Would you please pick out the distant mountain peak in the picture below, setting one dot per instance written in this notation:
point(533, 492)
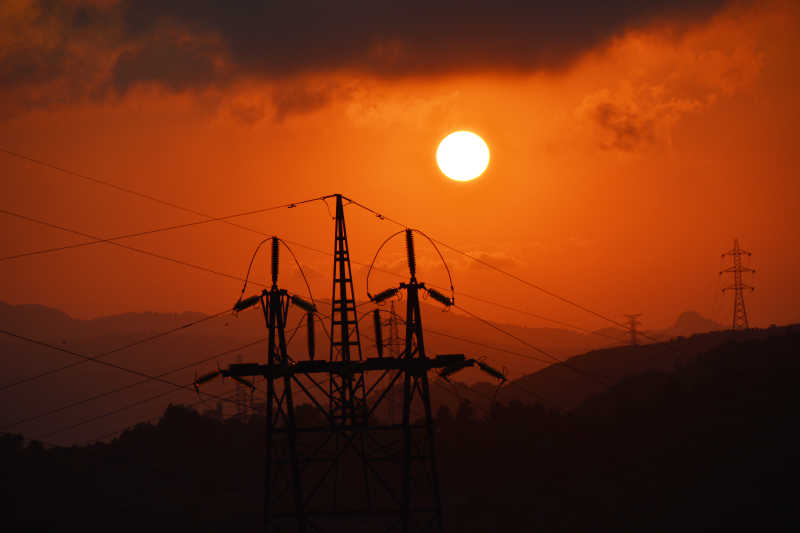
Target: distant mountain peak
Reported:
point(694, 322)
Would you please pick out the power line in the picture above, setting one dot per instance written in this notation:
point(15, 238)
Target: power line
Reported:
point(526, 343)
point(148, 420)
point(130, 386)
point(138, 250)
point(104, 363)
point(497, 269)
point(142, 233)
point(323, 198)
point(115, 350)
point(111, 185)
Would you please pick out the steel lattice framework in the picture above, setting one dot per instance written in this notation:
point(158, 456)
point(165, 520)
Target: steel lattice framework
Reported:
point(331, 463)
point(739, 321)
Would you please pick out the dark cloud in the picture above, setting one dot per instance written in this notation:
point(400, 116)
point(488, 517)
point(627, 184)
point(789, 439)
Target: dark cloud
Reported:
point(175, 65)
point(387, 38)
point(194, 44)
point(625, 129)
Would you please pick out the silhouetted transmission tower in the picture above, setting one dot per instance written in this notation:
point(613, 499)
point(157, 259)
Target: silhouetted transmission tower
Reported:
point(632, 323)
point(738, 286)
point(336, 465)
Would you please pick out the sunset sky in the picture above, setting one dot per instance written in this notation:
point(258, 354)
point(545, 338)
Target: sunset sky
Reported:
point(630, 142)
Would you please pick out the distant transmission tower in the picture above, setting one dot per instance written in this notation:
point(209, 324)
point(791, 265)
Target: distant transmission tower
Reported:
point(739, 312)
point(632, 323)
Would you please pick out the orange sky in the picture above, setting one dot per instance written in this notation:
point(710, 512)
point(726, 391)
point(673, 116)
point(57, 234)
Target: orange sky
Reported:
point(617, 177)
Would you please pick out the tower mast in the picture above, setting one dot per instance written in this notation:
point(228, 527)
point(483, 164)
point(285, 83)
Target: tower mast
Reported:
point(739, 321)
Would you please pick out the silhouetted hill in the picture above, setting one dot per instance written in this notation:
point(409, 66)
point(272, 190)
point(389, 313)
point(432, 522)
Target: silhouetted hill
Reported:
point(710, 444)
point(565, 385)
point(181, 355)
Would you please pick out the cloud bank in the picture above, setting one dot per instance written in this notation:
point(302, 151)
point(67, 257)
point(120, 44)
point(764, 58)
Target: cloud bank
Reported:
point(62, 49)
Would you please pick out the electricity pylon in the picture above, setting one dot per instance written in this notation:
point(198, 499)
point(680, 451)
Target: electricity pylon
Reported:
point(632, 323)
point(336, 466)
point(739, 321)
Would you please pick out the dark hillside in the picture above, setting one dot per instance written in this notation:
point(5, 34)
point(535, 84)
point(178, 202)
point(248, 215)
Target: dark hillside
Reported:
point(709, 445)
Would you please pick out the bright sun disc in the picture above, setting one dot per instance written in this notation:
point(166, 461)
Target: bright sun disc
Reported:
point(462, 156)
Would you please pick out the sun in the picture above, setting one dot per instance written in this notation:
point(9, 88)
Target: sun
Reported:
point(462, 156)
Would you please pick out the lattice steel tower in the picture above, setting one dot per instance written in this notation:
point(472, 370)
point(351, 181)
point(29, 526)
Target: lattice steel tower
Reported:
point(632, 331)
point(739, 321)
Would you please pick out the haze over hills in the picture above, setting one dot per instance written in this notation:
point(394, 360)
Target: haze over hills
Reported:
point(174, 356)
################
ASSIGNMENT. A single number is the expected answer: how many lines of the entries contain "mountain".

RESULT BELOW. 2